▶ [GIVEN PASSAGE]

::::::::

Bundle of Skin
January 6, 2016 Wednesday 12:45 AM
As I write this, I think about my future self and how at some point, I won't feel like I'm on the verge of a heart attack and I won't be stressed out by family and I won't think I'm stupid. Yes. One day, even if it's only for an hour or so, I won't feel this way.
Sometimes I wonder if it's worth it. School, I mean. It really gets me down sometimes... Not exactly. I don't get depressed anymore, I just get... I dunno. Sluggish? Numb? And I can't think, I can't think, I can only work on autopilot and do what they want me to do and then sometimes they tell me I'm smart and I wish that they wouldn't because it just feels like a lie...
I think about those people I've met in passing, they're always holding textbooks and reading through them and absorbing the information and they're not top of their class, but they are smarter than I could ever hope to be and that's fine but it's also the reason I hate it when people call me smart. Because I'm no smarter than other kids and if you tell me I am, I get... weird.

::::::::

▶ [INSTRUCTION 1]
Report every line in the records below that contains the string "evenodd", matching case exactly.

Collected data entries
::::::::

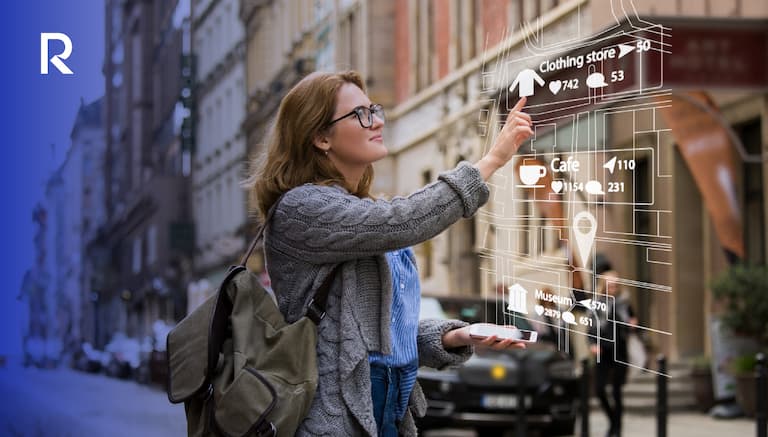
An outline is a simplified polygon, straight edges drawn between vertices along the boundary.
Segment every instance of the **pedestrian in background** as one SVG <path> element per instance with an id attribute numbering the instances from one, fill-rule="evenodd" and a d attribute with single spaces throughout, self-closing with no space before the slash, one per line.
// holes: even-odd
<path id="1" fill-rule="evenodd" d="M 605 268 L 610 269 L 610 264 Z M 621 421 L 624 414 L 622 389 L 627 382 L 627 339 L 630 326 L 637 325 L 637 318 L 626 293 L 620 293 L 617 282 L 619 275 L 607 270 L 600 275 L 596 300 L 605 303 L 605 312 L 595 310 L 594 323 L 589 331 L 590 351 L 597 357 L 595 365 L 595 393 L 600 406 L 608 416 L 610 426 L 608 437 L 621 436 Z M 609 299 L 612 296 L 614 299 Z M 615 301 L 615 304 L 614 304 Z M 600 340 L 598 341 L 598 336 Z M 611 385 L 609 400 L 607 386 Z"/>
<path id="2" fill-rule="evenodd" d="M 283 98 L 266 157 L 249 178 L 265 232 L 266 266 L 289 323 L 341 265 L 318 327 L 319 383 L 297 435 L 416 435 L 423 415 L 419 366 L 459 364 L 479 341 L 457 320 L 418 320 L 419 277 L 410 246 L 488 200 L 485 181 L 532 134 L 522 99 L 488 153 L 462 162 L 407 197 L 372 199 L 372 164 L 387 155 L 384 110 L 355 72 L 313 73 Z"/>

::::::::

▶ [INSTRUCTION 2]
Set down the journal entry's wording from "Sometimes I wonder" up to and including "like a lie...".

▶ [COMPLETE ANSWER 1]
Segment every instance of the **pedestrian in background** as one SVG <path> element per instance with an id attribute numbering the instances from one, fill-rule="evenodd" and a d attribute with single spaces throughout, self-closing with no space before the slash, one per line.
<path id="1" fill-rule="evenodd" d="M 605 268 L 610 269 L 610 264 Z M 621 421 L 624 414 L 622 389 L 627 382 L 627 339 L 630 326 L 637 325 L 637 318 L 626 293 L 620 293 L 617 282 L 619 275 L 607 270 L 600 275 L 596 300 L 605 303 L 605 312 L 595 310 L 594 323 L 589 331 L 590 351 L 597 357 L 595 365 L 595 393 L 600 406 L 608 416 L 610 426 L 608 437 L 621 436 Z M 609 299 L 612 296 L 614 299 Z M 615 301 L 615 304 L 614 304 Z M 600 340 L 598 341 L 598 336 Z M 611 385 L 609 400 L 607 386 Z"/>
<path id="2" fill-rule="evenodd" d="M 283 98 L 266 157 L 249 178 L 265 232 L 266 266 L 289 323 L 341 265 L 318 327 L 319 383 L 297 435 L 416 435 L 423 415 L 419 366 L 459 364 L 479 341 L 457 320 L 418 320 L 419 277 L 410 246 L 488 200 L 485 181 L 532 134 L 522 99 L 488 153 L 462 162 L 407 197 L 372 199 L 372 164 L 387 155 L 384 110 L 355 72 L 313 73 Z"/>

▶ [COMPLETE ANSWER 2]
Sometimes I wonder if it's worth it. School, I mean. It really gets me down sometimes... Not exactly. I don't get depressed anymore, I just get... I dunno. Sluggish? Numb? And I can't think, I can't think, I can only work on autopilot and do what they want me to do and then sometimes they tell me I'm smart and I wish that they wouldn't because it just feels like a lie...